INSTRUÇÃO ESCRITA 1>
No trecho sobre a transposição do rio São Francisco, quais povos indígenas serão diretamente atingidos?
INSTRUÇÃO ESCRITA 2>
Prossiga com o texto sobre a transposição do rio São Francisco a partir da última frase apresentada.

TRECHO FORNECIDO>
.....
No Nordeste, assiste-se a pirotecnia governamental pela transposição do rio São Francisco, justificando resolver a problemática da seca do semi-árido que atinge a 12 milhões de pessoas e ao criatório de animais. Obra orçada em cerca de 6 bilhões e com uma extensão de mais 700 km, com capitação de água no Estado de Pernambuco. Os estados mais beneficiados seriam da Paraíba, do Rio Grande do Norte e o Ceará.


 


Na Bacia do rio São Francisco está uma diversidade de povos indígenas, onde serão diretamente atingidos os Truká, em Pernambuco, e os Tumbalalá, Bahia. Encontram-se também os quilombolas e ribeirinhos, onde cultivam seus rituais religiosos, produção e costumes tradicionais. Essas populações já tiveram seus costumes e tradições afetadas com as construções de hidrelétricas ao longo do leito do rio, provocando profundas mudanças culturais, degradação e assoreamento.
.....
ENTRADAS>
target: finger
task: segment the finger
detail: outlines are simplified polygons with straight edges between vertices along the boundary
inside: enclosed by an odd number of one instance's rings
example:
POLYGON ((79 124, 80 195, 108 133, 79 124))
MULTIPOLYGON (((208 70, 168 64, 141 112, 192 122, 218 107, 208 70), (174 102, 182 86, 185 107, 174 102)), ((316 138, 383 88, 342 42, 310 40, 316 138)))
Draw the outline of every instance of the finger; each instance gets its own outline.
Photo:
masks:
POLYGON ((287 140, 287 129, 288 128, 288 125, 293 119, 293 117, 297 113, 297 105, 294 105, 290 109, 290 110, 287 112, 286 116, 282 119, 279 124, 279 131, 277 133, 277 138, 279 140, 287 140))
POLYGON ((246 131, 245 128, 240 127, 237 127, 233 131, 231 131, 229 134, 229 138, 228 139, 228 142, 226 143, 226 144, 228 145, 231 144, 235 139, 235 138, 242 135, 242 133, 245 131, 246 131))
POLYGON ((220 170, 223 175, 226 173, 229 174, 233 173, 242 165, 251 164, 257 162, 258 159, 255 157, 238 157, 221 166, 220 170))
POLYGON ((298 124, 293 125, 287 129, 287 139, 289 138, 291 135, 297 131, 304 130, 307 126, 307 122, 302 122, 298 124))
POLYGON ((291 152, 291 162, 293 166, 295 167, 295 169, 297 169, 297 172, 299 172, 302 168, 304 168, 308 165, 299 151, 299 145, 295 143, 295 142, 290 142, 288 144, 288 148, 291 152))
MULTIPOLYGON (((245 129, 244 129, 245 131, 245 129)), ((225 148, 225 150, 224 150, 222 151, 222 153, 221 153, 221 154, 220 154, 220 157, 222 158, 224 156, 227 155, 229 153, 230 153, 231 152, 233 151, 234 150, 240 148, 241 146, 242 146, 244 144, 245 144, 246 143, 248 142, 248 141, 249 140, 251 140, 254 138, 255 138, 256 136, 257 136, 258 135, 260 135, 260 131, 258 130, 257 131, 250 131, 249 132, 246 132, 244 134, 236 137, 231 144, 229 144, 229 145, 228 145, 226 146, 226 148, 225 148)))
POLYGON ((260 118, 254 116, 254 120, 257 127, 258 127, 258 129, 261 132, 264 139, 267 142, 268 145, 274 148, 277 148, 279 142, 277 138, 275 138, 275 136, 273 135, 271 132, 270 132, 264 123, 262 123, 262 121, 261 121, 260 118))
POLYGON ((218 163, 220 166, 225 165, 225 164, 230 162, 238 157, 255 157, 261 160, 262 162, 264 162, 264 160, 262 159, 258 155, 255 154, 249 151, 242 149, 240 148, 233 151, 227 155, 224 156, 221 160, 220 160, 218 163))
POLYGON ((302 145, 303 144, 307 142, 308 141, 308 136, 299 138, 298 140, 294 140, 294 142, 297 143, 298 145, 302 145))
.....
RESPOSTA 1>
Os Truká, em Pernambuco, e os Tumbalalá, na Bahia.

RESPOSTA 2>
Diante de dados dos pesquisadores e das manifestações de movimentos sociais contrários à transposição, o governo não consegue explicar como pretende executar uma obra de dimensões faraônica enquanto milhares de sertanejos vivem praticamente às margens do rio são penalizados pela falta de água, saneamento básico e assistência técnica. E mais grave, o local previsto para capitação está localizado em territórios indígenas, onde, apesar das reivindicações, o governo não procedeu ao processo de identificação e demarcação e, respeitando à Constituição Federal, encaminhar projeto lei para que possa ser discutido no Congresso Nacional.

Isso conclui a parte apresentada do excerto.